[PROBLEM TO SOLVE] From the entries below, copy each line in which the word "chrome" occurs.

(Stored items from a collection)
____________

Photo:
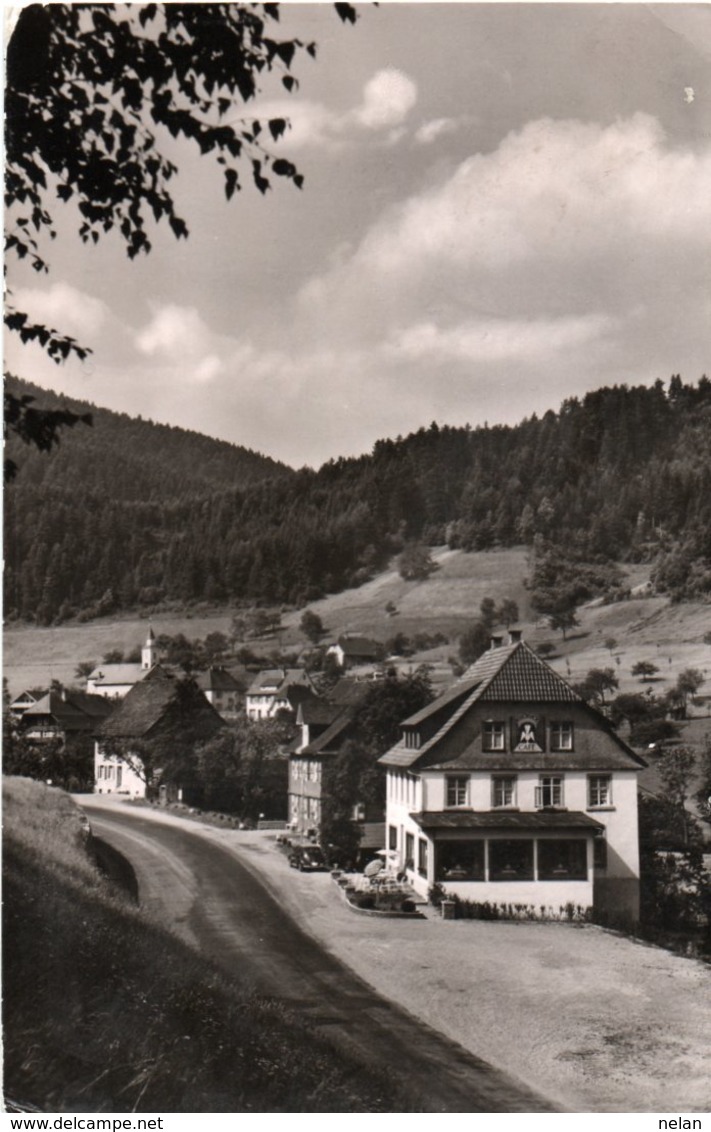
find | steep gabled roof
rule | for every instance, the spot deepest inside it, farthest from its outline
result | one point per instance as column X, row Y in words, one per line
column 73, row 711
column 333, row 738
column 349, row 692
column 316, row 711
column 505, row 675
column 152, row 702
column 354, row 645
column 272, row 680
column 216, row 679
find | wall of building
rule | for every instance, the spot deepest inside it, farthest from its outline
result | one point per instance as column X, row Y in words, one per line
column 114, row 775
column 305, row 792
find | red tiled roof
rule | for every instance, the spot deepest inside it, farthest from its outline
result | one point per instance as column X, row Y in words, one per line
column 505, row 675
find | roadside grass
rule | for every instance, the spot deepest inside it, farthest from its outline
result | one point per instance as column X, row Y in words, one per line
column 106, row 1011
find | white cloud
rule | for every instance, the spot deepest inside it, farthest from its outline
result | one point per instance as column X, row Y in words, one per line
column 179, row 337
column 388, row 97
column 498, row 340
column 564, row 217
column 436, row 128
column 62, row 307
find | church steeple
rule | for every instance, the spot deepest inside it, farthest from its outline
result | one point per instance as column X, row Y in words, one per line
column 148, row 653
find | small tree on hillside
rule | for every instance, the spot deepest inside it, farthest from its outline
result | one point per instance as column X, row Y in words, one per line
column 416, row 563
column 487, row 608
column 644, row 669
column 597, row 683
column 311, row 626
column 473, row 643
column 507, row 612
column 677, row 770
column 688, row 683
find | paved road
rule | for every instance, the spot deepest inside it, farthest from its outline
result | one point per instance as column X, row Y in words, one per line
column 219, row 906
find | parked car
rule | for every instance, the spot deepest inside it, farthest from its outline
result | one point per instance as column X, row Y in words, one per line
column 307, row 858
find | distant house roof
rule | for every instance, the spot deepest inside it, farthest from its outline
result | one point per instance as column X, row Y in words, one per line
column 157, row 699
column 25, row 700
column 272, row 680
column 216, row 679
column 332, row 739
column 296, row 695
column 348, row 692
column 316, row 711
column 71, row 711
column 117, row 674
column 371, row 835
column 358, row 648
column 504, row 675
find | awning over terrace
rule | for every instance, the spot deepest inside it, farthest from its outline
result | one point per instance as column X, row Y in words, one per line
column 511, row 821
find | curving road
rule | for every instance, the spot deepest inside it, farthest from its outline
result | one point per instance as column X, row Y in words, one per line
column 220, row 907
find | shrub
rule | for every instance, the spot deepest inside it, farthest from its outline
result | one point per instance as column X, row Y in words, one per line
column 365, row 900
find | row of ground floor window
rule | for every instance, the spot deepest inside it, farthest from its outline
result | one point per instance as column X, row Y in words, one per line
column 500, row 858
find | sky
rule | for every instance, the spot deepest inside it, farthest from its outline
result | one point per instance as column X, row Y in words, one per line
column 504, row 206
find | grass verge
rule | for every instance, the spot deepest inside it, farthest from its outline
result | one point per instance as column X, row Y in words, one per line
column 105, row 1011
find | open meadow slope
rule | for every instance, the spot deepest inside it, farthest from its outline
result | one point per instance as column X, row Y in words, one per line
column 653, row 628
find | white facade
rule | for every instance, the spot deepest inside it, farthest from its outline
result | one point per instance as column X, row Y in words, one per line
column 113, row 774
column 426, row 792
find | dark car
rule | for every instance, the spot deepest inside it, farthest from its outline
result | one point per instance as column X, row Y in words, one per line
column 307, row 858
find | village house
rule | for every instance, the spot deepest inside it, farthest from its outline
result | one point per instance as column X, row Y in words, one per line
column 63, row 713
column 326, row 725
column 25, row 700
column 276, row 689
column 511, row 789
column 157, row 708
column 352, row 650
column 116, row 680
column 221, row 689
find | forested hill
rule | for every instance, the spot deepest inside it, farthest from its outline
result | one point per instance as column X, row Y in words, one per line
column 623, row 472
column 127, row 457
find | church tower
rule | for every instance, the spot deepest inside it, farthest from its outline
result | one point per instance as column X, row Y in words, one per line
column 148, row 653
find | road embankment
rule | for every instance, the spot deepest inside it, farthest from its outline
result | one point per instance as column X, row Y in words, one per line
column 106, row 1011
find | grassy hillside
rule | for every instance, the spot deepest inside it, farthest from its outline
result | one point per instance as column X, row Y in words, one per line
column 104, row 1011
column 645, row 628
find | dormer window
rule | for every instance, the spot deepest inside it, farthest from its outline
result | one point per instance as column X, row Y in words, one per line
column 549, row 791
column 562, row 736
column 457, row 790
column 494, row 735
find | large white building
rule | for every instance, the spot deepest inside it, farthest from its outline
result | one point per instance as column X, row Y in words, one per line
column 511, row 789
column 117, row 680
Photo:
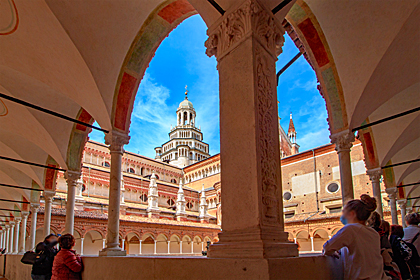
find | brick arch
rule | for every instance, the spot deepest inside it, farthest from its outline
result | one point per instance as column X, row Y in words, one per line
column 156, row 28
column 100, row 231
column 136, row 232
column 319, row 228
column 310, row 33
column 77, row 141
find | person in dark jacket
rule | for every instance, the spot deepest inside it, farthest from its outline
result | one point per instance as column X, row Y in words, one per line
column 414, row 262
column 42, row 269
column 67, row 264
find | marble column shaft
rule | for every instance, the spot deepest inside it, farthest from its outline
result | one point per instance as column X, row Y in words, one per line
column 343, row 142
column 246, row 42
column 375, row 176
column 71, row 177
column 116, row 142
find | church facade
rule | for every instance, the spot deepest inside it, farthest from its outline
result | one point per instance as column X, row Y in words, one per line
column 186, row 145
column 173, row 204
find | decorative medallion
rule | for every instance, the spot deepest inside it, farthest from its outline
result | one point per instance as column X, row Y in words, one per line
column 9, row 18
column 3, row 109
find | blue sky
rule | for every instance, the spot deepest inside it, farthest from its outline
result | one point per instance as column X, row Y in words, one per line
column 181, row 60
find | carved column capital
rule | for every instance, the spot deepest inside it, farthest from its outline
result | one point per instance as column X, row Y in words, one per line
column 25, row 214
column 48, row 196
column 71, row 177
column 116, row 141
column 392, row 192
column 249, row 19
column 34, row 207
column 374, row 174
column 343, row 140
column 402, row 203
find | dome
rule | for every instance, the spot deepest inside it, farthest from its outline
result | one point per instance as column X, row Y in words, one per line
column 186, row 104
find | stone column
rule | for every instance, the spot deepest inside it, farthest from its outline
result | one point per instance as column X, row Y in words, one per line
column 71, row 177
column 402, row 203
column 140, row 247
column 22, row 236
column 343, row 142
column 81, row 245
column 1, row 238
column 116, row 141
column 312, row 244
column 392, row 194
column 18, row 220
column 192, row 247
column 6, row 240
column 11, row 236
column 375, row 176
column 249, row 38
column 48, row 197
column 34, row 211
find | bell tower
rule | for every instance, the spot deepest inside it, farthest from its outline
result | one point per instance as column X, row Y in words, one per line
column 185, row 145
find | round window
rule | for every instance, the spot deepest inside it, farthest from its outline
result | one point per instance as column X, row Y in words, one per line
column 287, row 196
column 333, row 187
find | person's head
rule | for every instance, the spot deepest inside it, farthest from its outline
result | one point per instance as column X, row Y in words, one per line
column 359, row 210
column 385, row 226
column 67, row 241
column 51, row 239
column 374, row 220
column 412, row 219
column 397, row 230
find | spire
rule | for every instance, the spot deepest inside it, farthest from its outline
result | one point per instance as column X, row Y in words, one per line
column 180, row 202
column 203, row 206
column 153, row 208
column 291, row 125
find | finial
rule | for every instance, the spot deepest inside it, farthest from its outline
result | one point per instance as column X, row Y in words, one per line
column 186, row 92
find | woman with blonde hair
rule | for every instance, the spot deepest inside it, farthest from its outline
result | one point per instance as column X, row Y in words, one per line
column 358, row 244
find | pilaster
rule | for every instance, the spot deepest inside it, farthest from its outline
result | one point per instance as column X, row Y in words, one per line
column 116, row 141
column 249, row 38
column 343, row 142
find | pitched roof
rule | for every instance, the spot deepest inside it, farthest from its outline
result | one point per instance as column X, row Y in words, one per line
column 291, row 125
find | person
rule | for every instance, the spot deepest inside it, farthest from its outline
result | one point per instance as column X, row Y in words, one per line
column 412, row 231
column 42, row 269
column 67, row 265
column 411, row 264
column 359, row 245
column 391, row 269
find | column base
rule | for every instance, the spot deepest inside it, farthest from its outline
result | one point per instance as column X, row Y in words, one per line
column 253, row 244
column 107, row 252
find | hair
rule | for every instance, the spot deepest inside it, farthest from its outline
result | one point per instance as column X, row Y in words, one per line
column 397, row 230
column 49, row 236
column 412, row 219
column 385, row 226
column 374, row 220
column 66, row 241
column 363, row 207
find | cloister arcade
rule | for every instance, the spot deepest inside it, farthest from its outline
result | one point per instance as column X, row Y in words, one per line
column 365, row 55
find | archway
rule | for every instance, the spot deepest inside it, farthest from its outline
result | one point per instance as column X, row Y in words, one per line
column 320, row 237
column 198, row 245
column 92, row 243
column 132, row 243
column 148, row 244
column 187, row 245
column 175, row 244
column 161, row 244
column 304, row 241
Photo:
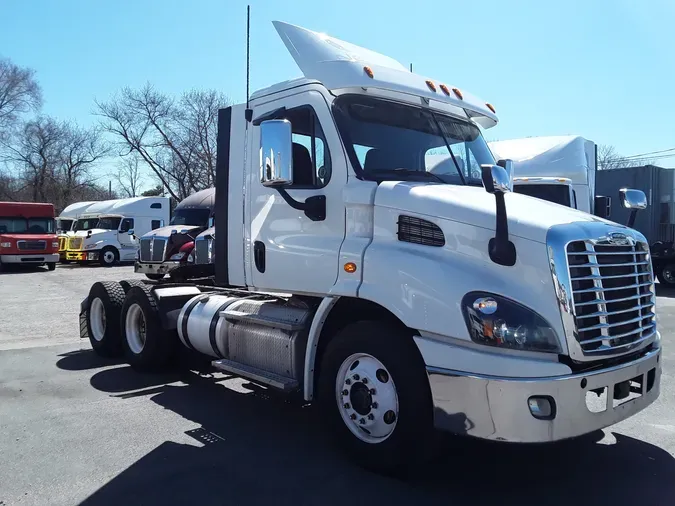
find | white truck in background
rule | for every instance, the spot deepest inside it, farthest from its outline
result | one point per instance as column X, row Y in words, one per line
column 106, row 233
column 559, row 169
column 399, row 299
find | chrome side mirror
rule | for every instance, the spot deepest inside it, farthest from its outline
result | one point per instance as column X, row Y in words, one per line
column 496, row 179
column 276, row 153
column 633, row 199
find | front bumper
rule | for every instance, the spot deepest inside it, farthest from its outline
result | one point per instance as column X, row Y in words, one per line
column 497, row 408
column 82, row 256
column 34, row 258
column 156, row 268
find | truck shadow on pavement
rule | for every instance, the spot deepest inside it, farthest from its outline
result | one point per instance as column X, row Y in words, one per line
column 262, row 449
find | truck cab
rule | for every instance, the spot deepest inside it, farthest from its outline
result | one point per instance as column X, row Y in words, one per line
column 27, row 235
column 106, row 232
column 401, row 296
column 169, row 250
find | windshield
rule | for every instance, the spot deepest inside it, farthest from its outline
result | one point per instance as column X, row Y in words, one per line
column 557, row 193
column 86, row 224
column 109, row 223
column 391, row 141
column 26, row 225
column 194, row 216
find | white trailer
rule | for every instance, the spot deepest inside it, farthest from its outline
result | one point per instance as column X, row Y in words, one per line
column 400, row 300
column 107, row 232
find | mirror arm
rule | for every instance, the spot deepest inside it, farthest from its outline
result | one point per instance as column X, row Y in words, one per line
column 502, row 250
column 314, row 207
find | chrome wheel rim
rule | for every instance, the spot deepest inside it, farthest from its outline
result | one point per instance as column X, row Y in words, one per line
column 97, row 319
column 367, row 398
column 135, row 328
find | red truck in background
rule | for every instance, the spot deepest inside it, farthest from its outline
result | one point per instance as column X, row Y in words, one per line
column 27, row 235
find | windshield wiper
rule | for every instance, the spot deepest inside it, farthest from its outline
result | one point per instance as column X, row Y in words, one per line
column 405, row 172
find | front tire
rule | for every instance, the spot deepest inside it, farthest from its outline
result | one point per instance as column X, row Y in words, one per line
column 147, row 346
column 103, row 317
column 374, row 391
column 108, row 256
column 666, row 275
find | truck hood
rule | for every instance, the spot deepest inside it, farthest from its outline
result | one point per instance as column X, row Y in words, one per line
column 529, row 217
column 28, row 237
column 169, row 229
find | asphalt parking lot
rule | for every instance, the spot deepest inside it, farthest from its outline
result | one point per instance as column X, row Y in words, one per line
column 76, row 429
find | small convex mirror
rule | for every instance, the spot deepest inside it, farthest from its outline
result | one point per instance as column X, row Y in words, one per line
column 495, row 179
column 633, row 199
column 276, row 153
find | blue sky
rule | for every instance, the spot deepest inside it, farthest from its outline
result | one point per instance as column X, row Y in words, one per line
column 603, row 69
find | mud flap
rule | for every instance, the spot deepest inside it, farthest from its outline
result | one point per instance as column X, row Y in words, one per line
column 84, row 310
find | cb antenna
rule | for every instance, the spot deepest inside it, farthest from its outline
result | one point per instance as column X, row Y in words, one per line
column 249, row 112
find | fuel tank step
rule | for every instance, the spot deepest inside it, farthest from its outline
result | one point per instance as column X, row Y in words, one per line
column 258, row 375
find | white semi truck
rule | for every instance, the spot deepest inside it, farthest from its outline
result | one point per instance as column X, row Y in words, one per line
column 398, row 299
column 106, row 233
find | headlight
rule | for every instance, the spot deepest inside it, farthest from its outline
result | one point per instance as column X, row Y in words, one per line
column 493, row 320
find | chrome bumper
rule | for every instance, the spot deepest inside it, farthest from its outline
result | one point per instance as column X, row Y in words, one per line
column 497, row 408
column 157, row 268
column 34, row 258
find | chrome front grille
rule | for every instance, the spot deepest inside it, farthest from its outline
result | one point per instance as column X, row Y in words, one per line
column 32, row 245
column 152, row 249
column 613, row 298
column 75, row 243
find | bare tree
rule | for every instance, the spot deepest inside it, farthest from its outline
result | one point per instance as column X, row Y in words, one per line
column 51, row 161
column 175, row 139
column 19, row 94
column 129, row 176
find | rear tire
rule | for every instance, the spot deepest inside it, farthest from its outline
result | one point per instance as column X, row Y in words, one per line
column 103, row 318
column 394, row 406
column 147, row 346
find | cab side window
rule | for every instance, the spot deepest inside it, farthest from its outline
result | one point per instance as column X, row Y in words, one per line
column 311, row 158
column 127, row 224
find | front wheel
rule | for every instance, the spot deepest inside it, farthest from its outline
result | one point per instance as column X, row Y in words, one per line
column 374, row 392
column 666, row 274
column 108, row 256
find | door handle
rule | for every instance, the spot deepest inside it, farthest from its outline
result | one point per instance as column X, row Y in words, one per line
column 259, row 255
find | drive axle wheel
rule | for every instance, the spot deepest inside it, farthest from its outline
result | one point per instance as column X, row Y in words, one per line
column 147, row 346
column 374, row 391
column 105, row 301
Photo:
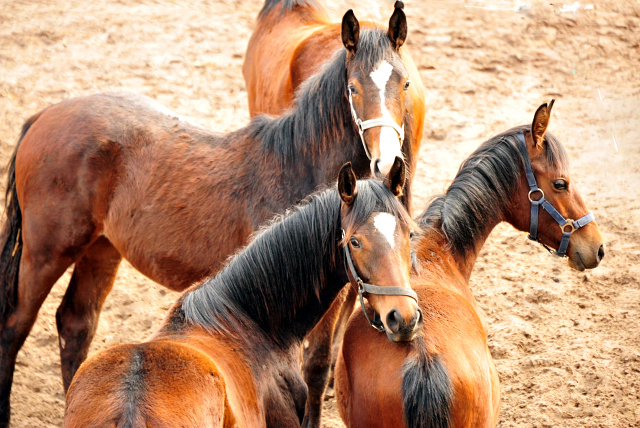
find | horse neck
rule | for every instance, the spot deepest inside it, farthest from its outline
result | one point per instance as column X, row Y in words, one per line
column 280, row 285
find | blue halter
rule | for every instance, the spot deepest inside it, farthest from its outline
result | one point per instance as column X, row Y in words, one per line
column 573, row 225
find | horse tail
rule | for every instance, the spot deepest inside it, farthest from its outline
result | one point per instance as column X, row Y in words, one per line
column 427, row 392
column 11, row 236
column 287, row 6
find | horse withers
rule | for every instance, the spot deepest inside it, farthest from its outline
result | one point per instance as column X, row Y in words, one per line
column 447, row 377
column 227, row 352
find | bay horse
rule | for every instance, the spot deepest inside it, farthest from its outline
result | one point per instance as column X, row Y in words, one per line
column 227, row 352
column 294, row 39
column 447, row 377
column 102, row 177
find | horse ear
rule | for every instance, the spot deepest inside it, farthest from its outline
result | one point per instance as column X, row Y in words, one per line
column 347, row 186
column 397, row 176
column 540, row 123
column 350, row 31
column 398, row 26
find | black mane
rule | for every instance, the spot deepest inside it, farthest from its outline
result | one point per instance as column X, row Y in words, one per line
column 482, row 188
column 277, row 281
column 321, row 117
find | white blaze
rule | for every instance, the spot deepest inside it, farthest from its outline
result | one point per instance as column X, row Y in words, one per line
column 386, row 224
column 389, row 141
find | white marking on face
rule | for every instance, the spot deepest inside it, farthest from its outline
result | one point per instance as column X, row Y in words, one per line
column 386, row 224
column 389, row 141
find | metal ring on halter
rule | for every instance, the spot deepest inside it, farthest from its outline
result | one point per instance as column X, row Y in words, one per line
column 570, row 224
column 533, row 191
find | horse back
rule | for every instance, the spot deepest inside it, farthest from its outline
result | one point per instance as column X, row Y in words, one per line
column 145, row 385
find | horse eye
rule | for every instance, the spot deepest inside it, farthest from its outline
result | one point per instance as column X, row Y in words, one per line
column 560, row 184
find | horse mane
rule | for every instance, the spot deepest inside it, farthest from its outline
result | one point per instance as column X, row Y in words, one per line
column 276, row 281
column 287, row 6
column 321, row 116
column 482, row 188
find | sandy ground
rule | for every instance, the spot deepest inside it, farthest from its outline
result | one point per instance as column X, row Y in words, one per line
column 566, row 344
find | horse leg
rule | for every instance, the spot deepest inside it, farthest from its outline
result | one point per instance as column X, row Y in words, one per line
column 78, row 314
column 36, row 278
column 317, row 359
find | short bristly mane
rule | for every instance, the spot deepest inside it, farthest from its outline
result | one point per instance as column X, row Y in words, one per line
column 482, row 188
column 276, row 282
column 321, row 117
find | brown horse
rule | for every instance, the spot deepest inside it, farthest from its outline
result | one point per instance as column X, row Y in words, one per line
column 228, row 350
column 107, row 176
column 447, row 377
column 294, row 38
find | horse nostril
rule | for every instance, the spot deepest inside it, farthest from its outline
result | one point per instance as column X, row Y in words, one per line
column 394, row 321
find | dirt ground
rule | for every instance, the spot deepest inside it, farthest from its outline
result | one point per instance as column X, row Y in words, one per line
column 566, row 343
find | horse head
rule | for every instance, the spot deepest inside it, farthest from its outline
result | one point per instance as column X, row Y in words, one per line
column 563, row 225
column 377, row 86
column 378, row 252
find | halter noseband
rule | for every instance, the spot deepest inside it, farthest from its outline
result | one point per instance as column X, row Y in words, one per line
column 363, row 288
column 373, row 123
column 533, row 225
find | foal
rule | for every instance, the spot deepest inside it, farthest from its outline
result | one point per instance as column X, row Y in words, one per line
column 227, row 352
column 447, row 377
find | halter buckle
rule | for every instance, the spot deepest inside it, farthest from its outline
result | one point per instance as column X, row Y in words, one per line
column 570, row 224
column 533, row 191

____________

[RESPONSE]
find | chrome side mirror
find | chrome wheel rim
find | chrome bumper
find | chrome front grille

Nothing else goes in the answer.